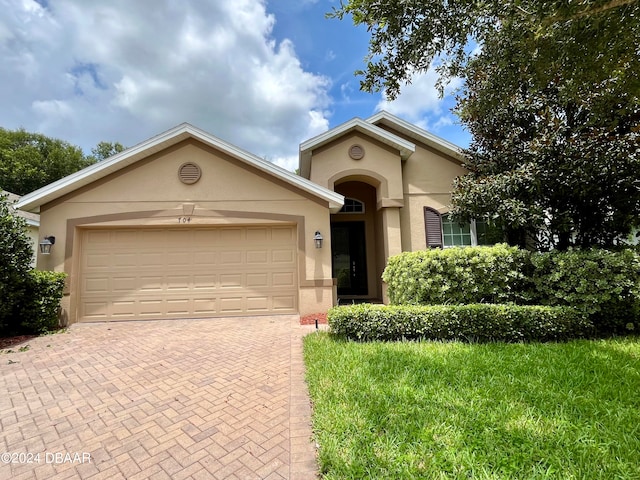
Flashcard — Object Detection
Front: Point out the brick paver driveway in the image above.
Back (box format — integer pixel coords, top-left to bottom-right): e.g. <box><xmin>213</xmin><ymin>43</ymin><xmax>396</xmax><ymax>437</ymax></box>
<box><xmin>0</xmin><ymin>316</ymin><xmax>316</xmax><ymax>480</ymax></box>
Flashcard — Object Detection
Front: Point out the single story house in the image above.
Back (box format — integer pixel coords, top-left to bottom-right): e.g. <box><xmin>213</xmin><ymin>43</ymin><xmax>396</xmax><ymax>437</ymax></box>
<box><xmin>16</xmin><ymin>112</ymin><xmax>490</xmax><ymax>323</ymax></box>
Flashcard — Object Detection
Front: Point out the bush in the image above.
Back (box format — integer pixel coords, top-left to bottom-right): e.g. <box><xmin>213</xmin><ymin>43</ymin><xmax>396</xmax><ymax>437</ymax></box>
<box><xmin>0</xmin><ymin>191</ymin><xmax>33</xmax><ymax>334</ymax></box>
<box><xmin>327</xmin><ymin>304</ymin><xmax>592</xmax><ymax>342</ymax></box>
<box><xmin>531</xmin><ymin>249</ymin><xmax>640</xmax><ymax>335</ymax></box>
<box><xmin>382</xmin><ymin>244</ymin><xmax>532</xmax><ymax>305</ymax></box>
<box><xmin>20</xmin><ymin>270</ymin><xmax>67</xmax><ymax>333</ymax></box>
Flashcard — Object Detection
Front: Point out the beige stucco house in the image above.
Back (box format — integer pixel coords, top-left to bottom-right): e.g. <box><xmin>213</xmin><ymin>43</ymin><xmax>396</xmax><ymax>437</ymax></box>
<box><xmin>0</xmin><ymin>190</ymin><xmax>40</xmax><ymax>267</ymax></box>
<box><xmin>17</xmin><ymin>112</ymin><xmax>481</xmax><ymax>323</ymax></box>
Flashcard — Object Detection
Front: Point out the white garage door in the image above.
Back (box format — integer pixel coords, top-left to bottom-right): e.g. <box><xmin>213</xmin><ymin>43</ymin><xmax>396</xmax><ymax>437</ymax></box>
<box><xmin>78</xmin><ymin>226</ymin><xmax>297</xmax><ymax>321</ymax></box>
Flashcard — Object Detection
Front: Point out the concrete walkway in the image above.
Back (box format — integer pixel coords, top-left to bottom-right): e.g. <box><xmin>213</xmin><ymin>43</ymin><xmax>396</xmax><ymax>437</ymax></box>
<box><xmin>0</xmin><ymin>316</ymin><xmax>317</xmax><ymax>480</ymax></box>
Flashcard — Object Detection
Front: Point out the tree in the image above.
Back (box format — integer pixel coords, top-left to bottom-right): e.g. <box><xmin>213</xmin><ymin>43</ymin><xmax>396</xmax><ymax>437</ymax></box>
<box><xmin>90</xmin><ymin>142</ymin><xmax>126</xmax><ymax>162</ymax></box>
<box><xmin>328</xmin><ymin>0</ymin><xmax>640</xmax><ymax>99</ymax></box>
<box><xmin>0</xmin><ymin>128</ymin><xmax>94</xmax><ymax>195</ymax></box>
<box><xmin>334</xmin><ymin>0</ymin><xmax>640</xmax><ymax>248</ymax></box>
<box><xmin>0</xmin><ymin>194</ymin><xmax>33</xmax><ymax>332</ymax></box>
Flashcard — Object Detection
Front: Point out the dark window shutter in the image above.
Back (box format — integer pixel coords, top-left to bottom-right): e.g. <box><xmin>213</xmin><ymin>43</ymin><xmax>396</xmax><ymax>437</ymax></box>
<box><xmin>424</xmin><ymin>207</ymin><xmax>442</xmax><ymax>248</ymax></box>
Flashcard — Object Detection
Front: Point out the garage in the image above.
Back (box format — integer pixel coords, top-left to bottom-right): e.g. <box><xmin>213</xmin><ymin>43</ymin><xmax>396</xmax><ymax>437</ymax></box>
<box><xmin>77</xmin><ymin>225</ymin><xmax>298</xmax><ymax>322</ymax></box>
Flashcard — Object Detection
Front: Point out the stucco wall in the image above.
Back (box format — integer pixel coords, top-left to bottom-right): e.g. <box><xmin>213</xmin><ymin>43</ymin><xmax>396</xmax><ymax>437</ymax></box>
<box><xmin>38</xmin><ymin>140</ymin><xmax>332</xmax><ymax>321</ymax></box>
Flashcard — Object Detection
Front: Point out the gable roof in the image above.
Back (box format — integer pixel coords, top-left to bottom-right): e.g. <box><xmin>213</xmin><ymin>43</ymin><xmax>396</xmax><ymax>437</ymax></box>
<box><xmin>300</xmin><ymin>118</ymin><xmax>416</xmax><ymax>177</ymax></box>
<box><xmin>15</xmin><ymin>123</ymin><xmax>344</xmax><ymax>211</ymax></box>
<box><xmin>366</xmin><ymin>110</ymin><xmax>464</xmax><ymax>161</ymax></box>
<box><xmin>0</xmin><ymin>190</ymin><xmax>40</xmax><ymax>227</ymax></box>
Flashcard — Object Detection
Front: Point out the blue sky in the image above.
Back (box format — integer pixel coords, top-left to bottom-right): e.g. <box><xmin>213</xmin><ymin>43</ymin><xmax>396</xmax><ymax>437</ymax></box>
<box><xmin>0</xmin><ymin>0</ymin><xmax>469</xmax><ymax>169</ymax></box>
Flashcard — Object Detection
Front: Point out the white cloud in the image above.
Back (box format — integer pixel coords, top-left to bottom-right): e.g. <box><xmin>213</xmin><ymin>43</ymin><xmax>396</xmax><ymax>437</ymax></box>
<box><xmin>0</xmin><ymin>0</ymin><xmax>330</xmax><ymax>168</ymax></box>
<box><xmin>376</xmin><ymin>67</ymin><xmax>461</xmax><ymax>121</ymax></box>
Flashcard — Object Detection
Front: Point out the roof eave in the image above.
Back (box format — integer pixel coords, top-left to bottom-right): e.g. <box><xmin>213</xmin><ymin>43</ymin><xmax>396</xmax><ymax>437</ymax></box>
<box><xmin>366</xmin><ymin>110</ymin><xmax>465</xmax><ymax>162</ymax></box>
<box><xmin>15</xmin><ymin>123</ymin><xmax>344</xmax><ymax>211</ymax></box>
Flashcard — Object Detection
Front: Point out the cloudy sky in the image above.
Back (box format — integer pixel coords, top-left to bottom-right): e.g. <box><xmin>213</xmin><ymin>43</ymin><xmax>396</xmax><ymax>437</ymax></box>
<box><xmin>0</xmin><ymin>0</ymin><xmax>469</xmax><ymax>170</ymax></box>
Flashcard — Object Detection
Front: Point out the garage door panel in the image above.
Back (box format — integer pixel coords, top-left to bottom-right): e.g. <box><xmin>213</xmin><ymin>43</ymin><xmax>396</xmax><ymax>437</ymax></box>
<box><xmin>78</xmin><ymin>226</ymin><xmax>297</xmax><ymax>321</ymax></box>
<box><xmin>271</xmin><ymin>249</ymin><xmax>295</xmax><ymax>265</ymax></box>
<box><xmin>271</xmin><ymin>272</ymin><xmax>296</xmax><ymax>288</ymax></box>
<box><xmin>247</xmin><ymin>250</ymin><xmax>269</xmax><ymax>265</ymax></box>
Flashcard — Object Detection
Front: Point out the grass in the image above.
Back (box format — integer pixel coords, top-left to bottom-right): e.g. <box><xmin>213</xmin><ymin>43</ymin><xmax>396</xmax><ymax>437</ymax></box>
<box><xmin>304</xmin><ymin>332</ymin><xmax>640</xmax><ymax>480</ymax></box>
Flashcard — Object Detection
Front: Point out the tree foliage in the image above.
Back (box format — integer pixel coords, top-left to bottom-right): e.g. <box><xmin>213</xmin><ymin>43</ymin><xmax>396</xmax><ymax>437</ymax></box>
<box><xmin>333</xmin><ymin>0</ymin><xmax>640</xmax><ymax>248</ymax></box>
<box><xmin>328</xmin><ymin>0</ymin><xmax>640</xmax><ymax>99</ymax></box>
<box><xmin>90</xmin><ymin>141</ymin><xmax>126</xmax><ymax>162</ymax></box>
<box><xmin>0</xmin><ymin>128</ymin><xmax>93</xmax><ymax>195</ymax></box>
<box><xmin>0</xmin><ymin>194</ymin><xmax>33</xmax><ymax>332</ymax></box>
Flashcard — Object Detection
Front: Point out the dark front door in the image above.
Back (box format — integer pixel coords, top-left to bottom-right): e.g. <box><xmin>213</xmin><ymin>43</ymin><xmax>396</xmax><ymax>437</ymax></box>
<box><xmin>331</xmin><ymin>222</ymin><xmax>368</xmax><ymax>295</ymax></box>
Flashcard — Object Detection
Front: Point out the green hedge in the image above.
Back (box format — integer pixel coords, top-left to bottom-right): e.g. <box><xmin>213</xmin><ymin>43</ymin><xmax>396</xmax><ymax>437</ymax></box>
<box><xmin>20</xmin><ymin>270</ymin><xmax>67</xmax><ymax>333</ymax></box>
<box><xmin>382</xmin><ymin>244</ymin><xmax>532</xmax><ymax>305</ymax></box>
<box><xmin>383</xmin><ymin>245</ymin><xmax>640</xmax><ymax>335</ymax></box>
<box><xmin>0</xmin><ymin>270</ymin><xmax>67</xmax><ymax>335</ymax></box>
<box><xmin>531</xmin><ymin>249</ymin><xmax>640</xmax><ymax>334</ymax></box>
<box><xmin>327</xmin><ymin>304</ymin><xmax>593</xmax><ymax>342</ymax></box>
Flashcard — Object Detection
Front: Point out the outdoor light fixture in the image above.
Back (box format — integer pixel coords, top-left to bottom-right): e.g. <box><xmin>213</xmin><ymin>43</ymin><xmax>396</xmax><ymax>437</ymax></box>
<box><xmin>40</xmin><ymin>235</ymin><xmax>56</xmax><ymax>255</ymax></box>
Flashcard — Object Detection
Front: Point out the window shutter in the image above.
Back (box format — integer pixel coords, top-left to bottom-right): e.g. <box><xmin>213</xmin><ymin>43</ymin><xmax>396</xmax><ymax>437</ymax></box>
<box><xmin>424</xmin><ymin>207</ymin><xmax>442</xmax><ymax>248</ymax></box>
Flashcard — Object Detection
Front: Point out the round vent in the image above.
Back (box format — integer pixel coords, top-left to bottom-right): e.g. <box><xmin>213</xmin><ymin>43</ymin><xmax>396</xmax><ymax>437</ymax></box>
<box><xmin>178</xmin><ymin>162</ymin><xmax>202</xmax><ymax>185</ymax></box>
<box><xmin>349</xmin><ymin>145</ymin><xmax>364</xmax><ymax>160</ymax></box>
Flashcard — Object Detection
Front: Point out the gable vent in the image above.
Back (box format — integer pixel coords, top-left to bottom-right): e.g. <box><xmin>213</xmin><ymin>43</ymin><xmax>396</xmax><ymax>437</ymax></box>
<box><xmin>349</xmin><ymin>145</ymin><xmax>364</xmax><ymax>160</ymax></box>
<box><xmin>178</xmin><ymin>162</ymin><xmax>202</xmax><ymax>185</ymax></box>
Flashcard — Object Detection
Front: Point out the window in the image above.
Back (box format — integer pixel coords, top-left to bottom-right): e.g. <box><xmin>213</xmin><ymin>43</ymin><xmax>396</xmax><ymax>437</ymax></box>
<box><xmin>424</xmin><ymin>207</ymin><xmax>502</xmax><ymax>248</ymax></box>
<box><xmin>338</xmin><ymin>197</ymin><xmax>364</xmax><ymax>213</ymax></box>
<box><xmin>442</xmin><ymin>216</ymin><xmax>473</xmax><ymax>247</ymax></box>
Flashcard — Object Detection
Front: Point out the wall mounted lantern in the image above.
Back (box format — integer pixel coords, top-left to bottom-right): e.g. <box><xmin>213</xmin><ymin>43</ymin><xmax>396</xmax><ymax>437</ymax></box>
<box><xmin>40</xmin><ymin>235</ymin><xmax>56</xmax><ymax>255</ymax></box>
<box><xmin>313</xmin><ymin>231</ymin><xmax>324</xmax><ymax>248</ymax></box>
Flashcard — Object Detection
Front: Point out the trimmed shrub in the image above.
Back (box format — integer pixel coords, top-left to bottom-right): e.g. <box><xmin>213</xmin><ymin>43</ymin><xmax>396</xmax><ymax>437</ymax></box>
<box><xmin>327</xmin><ymin>304</ymin><xmax>592</xmax><ymax>342</ymax></box>
<box><xmin>20</xmin><ymin>270</ymin><xmax>67</xmax><ymax>333</ymax></box>
<box><xmin>531</xmin><ymin>249</ymin><xmax>640</xmax><ymax>335</ymax></box>
<box><xmin>382</xmin><ymin>244</ymin><xmax>532</xmax><ymax>305</ymax></box>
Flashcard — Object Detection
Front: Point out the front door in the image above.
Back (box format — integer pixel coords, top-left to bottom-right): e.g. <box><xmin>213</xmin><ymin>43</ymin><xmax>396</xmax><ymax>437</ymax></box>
<box><xmin>331</xmin><ymin>222</ymin><xmax>368</xmax><ymax>296</ymax></box>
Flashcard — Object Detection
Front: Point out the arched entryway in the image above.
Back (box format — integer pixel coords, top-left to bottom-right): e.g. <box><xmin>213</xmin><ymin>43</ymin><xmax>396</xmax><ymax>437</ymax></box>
<box><xmin>331</xmin><ymin>179</ymin><xmax>384</xmax><ymax>303</ymax></box>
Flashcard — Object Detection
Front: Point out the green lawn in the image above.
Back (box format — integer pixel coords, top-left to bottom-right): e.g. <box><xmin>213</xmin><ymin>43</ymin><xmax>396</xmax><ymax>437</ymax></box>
<box><xmin>304</xmin><ymin>332</ymin><xmax>640</xmax><ymax>480</ymax></box>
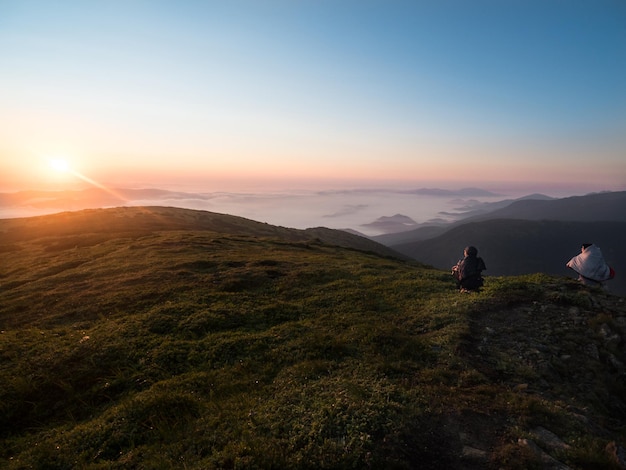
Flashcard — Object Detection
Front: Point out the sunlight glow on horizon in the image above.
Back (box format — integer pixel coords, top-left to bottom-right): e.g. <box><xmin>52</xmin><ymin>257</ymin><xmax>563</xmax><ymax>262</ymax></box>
<box><xmin>0</xmin><ymin>0</ymin><xmax>626</xmax><ymax>196</ymax></box>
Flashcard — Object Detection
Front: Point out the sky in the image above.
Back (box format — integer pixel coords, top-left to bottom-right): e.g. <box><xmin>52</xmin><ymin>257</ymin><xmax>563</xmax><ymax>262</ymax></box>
<box><xmin>0</xmin><ymin>0</ymin><xmax>626</xmax><ymax>194</ymax></box>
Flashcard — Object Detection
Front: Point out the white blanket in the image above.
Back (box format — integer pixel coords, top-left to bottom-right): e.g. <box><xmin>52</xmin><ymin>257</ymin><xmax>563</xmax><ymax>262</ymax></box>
<box><xmin>567</xmin><ymin>245</ymin><xmax>610</xmax><ymax>282</ymax></box>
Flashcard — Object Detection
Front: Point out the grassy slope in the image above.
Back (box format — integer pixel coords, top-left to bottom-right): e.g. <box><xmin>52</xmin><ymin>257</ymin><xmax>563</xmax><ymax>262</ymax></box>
<box><xmin>0</xmin><ymin>209</ymin><xmax>626</xmax><ymax>468</ymax></box>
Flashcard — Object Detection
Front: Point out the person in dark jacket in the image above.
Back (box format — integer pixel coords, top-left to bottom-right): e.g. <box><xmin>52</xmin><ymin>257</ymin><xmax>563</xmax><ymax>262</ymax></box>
<box><xmin>452</xmin><ymin>246</ymin><xmax>487</xmax><ymax>292</ymax></box>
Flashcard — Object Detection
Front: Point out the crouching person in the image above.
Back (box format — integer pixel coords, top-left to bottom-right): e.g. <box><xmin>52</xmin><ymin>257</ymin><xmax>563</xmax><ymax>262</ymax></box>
<box><xmin>452</xmin><ymin>246</ymin><xmax>487</xmax><ymax>292</ymax></box>
<box><xmin>566</xmin><ymin>243</ymin><xmax>615</xmax><ymax>289</ymax></box>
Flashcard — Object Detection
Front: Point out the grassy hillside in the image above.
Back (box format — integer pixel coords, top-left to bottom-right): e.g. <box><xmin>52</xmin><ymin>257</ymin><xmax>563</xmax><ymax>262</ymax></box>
<box><xmin>392</xmin><ymin>219</ymin><xmax>626</xmax><ymax>295</ymax></box>
<box><xmin>0</xmin><ymin>208</ymin><xmax>626</xmax><ymax>469</ymax></box>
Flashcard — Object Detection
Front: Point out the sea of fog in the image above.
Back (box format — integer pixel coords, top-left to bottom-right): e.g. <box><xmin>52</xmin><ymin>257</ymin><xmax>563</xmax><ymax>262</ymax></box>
<box><xmin>0</xmin><ymin>189</ymin><xmax>521</xmax><ymax>236</ymax></box>
<box><xmin>133</xmin><ymin>190</ymin><xmax>508</xmax><ymax>236</ymax></box>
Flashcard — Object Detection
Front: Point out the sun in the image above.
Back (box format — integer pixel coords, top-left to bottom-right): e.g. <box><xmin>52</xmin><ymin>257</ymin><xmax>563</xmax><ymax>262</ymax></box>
<box><xmin>48</xmin><ymin>157</ymin><xmax>72</xmax><ymax>173</ymax></box>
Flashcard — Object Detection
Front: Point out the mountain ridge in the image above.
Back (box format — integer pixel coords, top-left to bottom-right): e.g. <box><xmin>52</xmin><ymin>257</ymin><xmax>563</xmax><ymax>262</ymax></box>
<box><xmin>0</xmin><ymin>208</ymin><xmax>626</xmax><ymax>470</ymax></box>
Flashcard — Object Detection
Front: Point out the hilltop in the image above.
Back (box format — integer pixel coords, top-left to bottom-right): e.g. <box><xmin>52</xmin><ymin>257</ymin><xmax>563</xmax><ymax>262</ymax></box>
<box><xmin>0</xmin><ymin>208</ymin><xmax>626</xmax><ymax>469</ymax></box>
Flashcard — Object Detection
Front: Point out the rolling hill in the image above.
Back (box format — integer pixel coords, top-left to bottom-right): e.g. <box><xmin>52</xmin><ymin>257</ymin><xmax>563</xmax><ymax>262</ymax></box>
<box><xmin>0</xmin><ymin>208</ymin><xmax>626</xmax><ymax>470</ymax></box>
<box><xmin>393</xmin><ymin>219</ymin><xmax>626</xmax><ymax>295</ymax></box>
<box><xmin>374</xmin><ymin>192</ymin><xmax>626</xmax><ymax>295</ymax></box>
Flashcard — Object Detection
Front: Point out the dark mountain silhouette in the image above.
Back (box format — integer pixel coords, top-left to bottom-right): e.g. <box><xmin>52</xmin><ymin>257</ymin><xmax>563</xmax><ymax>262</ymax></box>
<box><xmin>0</xmin><ymin>207</ymin><xmax>626</xmax><ymax>470</ymax></box>
<box><xmin>370</xmin><ymin>191</ymin><xmax>626</xmax><ymax>246</ymax></box>
<box><xmin>392</xmin><ymin>219</ymin><xmax>626</xmax><ymax>295</ymax></box>
<box><xmin>463</xmin><ymin>191</ymin><xmax>626</xmax><ymax>222</ymax></box>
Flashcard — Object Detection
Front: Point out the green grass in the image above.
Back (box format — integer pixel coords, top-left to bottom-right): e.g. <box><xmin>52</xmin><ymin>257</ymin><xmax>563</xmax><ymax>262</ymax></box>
<box><xmin>0</xmin><ymin>209</ymin><xmax>624</xmax><ymax>469</ymax></box>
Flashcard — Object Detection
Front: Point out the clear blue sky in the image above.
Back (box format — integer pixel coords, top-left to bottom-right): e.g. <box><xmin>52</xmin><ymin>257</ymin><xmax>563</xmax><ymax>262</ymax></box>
<box><xmin>0</xmin><ymin>0</ymin><xmax>626</xmax><ymax>190</ymax></box>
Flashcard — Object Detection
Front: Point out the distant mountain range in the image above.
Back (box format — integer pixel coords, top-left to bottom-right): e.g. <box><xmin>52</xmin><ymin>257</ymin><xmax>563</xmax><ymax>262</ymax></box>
<box><xmin>372</xmin><ymin>191</ymin><xmax>626</xmax><ymax>295</ymax></box>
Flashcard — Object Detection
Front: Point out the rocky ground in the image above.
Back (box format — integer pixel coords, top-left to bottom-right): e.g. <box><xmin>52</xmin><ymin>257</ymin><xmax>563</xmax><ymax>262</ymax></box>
<box><xmin>456</xmin><ymin>282</ymin><xmax>626</xmax><ymax>469</ymax></box>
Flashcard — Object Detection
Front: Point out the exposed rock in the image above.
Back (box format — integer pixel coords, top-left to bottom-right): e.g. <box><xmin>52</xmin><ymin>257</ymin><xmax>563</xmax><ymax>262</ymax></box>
<box><xmin>517</xmin><ymin>439</ymin><xmax>571</xmax><ymax>470</ymax></box>
<box><xmin>461</xmin><ymin>446</ymin><xmax>487</xmax><ymax>461</ymax></box>
<box><xmin>533</xmin><ymin>426</ymin><xmax>570</xmax><ymax>450</ymax></box>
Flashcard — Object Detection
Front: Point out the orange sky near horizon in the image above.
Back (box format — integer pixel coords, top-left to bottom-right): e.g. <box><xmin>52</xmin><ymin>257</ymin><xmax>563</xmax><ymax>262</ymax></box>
<box><xmin>0</xmin><ymin>0</ymin><xmax>626</xmax><ymax>194</ymax></box>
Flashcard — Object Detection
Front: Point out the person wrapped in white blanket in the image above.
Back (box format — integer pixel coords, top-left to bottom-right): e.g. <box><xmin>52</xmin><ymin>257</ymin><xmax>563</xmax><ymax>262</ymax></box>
<box><xmin>566</xmin><ymin>243</ymin><xmax>615</xmax><ymax>287</ymax></box>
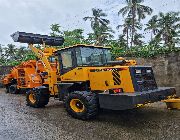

********

What needs to be done: Which lines in the records above contain the string "blanket", with capitalization matching? Collect every one of them and copy each line in full.

Reply:
Front: Point out the white blanket in the image above.
Front: Point out the person wrapped in white blanket in the image above.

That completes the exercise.